Ao jornal norte-americano, o diretor da Human Rights Watch para a Palestina e Israel, Omar Shakir, disse que "toda a gente usa os valores do ministério da Saúde de Gaza porque, no geral, provou-se que são verdadeiros", e reiterou que a ONG, uma das mais importantes do mundo na defesa de direitos humanos - e que nesta guerra já verificou o uso de fósforo branco pelas forças israelitas - não usaria os valores do governo local se "houvesse uma propensão para representar desinformação".
Estas dúvidas colocadas pelos Estados Unidos e Israel tornaram-se mais vincadas após um bombardeamento sobre um hospital em Gaza, no qual os palestinianos acusam os israelitas de alvejar intencionalmente a estrutura, depois de terem avisado dias antes que o iam fazer. Israel continua a negar e aponta o dedo a outro grupo de resistência armada, a Jihad Islâmica.

[Itens armazenados]
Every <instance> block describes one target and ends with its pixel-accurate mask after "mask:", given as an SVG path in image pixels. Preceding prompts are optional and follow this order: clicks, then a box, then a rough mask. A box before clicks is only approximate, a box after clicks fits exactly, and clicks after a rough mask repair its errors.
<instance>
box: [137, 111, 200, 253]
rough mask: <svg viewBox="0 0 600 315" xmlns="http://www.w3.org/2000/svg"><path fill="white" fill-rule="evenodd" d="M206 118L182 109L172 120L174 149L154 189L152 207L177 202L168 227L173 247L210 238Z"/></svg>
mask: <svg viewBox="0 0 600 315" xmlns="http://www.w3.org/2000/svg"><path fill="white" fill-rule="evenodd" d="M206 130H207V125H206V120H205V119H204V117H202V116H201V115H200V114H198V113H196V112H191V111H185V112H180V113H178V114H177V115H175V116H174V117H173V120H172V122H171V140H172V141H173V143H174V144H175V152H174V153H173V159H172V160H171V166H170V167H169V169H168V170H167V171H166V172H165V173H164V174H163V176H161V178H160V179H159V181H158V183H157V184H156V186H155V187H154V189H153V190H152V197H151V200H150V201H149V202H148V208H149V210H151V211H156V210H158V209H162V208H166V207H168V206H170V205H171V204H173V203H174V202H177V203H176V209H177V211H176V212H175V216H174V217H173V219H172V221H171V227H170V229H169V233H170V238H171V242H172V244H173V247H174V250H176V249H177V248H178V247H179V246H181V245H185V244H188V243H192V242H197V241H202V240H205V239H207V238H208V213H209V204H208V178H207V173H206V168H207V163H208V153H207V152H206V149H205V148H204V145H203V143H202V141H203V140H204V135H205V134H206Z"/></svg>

▶ Tarefas a realizar
1. Copie fielmente o trecho do excerto sobre Gaza que vai de "Estas dúvidas colocadas" a "a Jihad Islâmica.".
2. Com base no excerto sobre Gaza, responda às perguntas seguintes:
(a) Que cargo ocupa Omar Shakir na Human Rights Watch?
(b) Que substância a ONG já verificou ter sido usada pelas forças israelitas nesta guerra?
(c) A que grupo atribui Israel o bombardeamento do hospital?
3. Retome o excerto sobre Gaza, prosseguindo a partir da sua última frase.
A listagem não tem qualquer papel no que aqui se pede.

▶ Respostas por tarefa
1.
Estas dúvidas colocadas pelos Estados Unidos e Israel tornaram-se mais vincadas após um bombardeamento sobre um hospital em Gaza, no qual os palestinianos acusam os israelitas de alvejar intencionalmente a estrutura, depois de terem avisado dias antes que o iam fazer. Israel continua a negar e aponta o dedo a outro grupo de resistência armada, a Jihad Islâmica.

2.
(a) Diretor da Human Rights Watch para a Palestina e Israel.
(b) Fósforo branco.
(c) À Jihad Islâmica.

3.
As autoridades em Gaza apontam para um total de 471 mortos na sequência do ataque ao hospital al-Ahli, já que o edifício abrigava centenas de pessoas que tinham fugido do norte da região. Mas os EUA apontaram para um valor mais reduzido e Israel, que não avançou com valores próprios, pediu imagens de corpos que verificassem esse número.
O ministério da saúde de Gaza faz parte do governo do Hamas, que se separou do governo da Cisjordânia em 2007. Esclareça-se que o Hamas é um partido político, que governa Gaza: os ataques levados a cabo no dia 7 de outubro contra Israel foram concretizados pelas Brigadas de Qassam, o seu braço armado. Enquanto a guerra continua, o ministério da Saúde continua a tentar oferecer serviços de saúde, gerir hospitais e profissionais, tarefas que se tornaram mais complicadas com os bombardeamentos e a imposição do cerco na região.
As autoridades de saúde são, ainda, completamente dependentes da ajuda internacional da UNRWA, a agência das Nações Unidas para o apoio a palestinianos refugiados, e outras organizações de saúde. E, além disso, apesar da forte cisão entre a Fatah (que governa a Cisjordânia, através da Autoridade Palestiniana) e o Hamas, a Autoridade Palestiniana continua a alocar uma parte do seu orçamento para serviços de saúde em Gaza.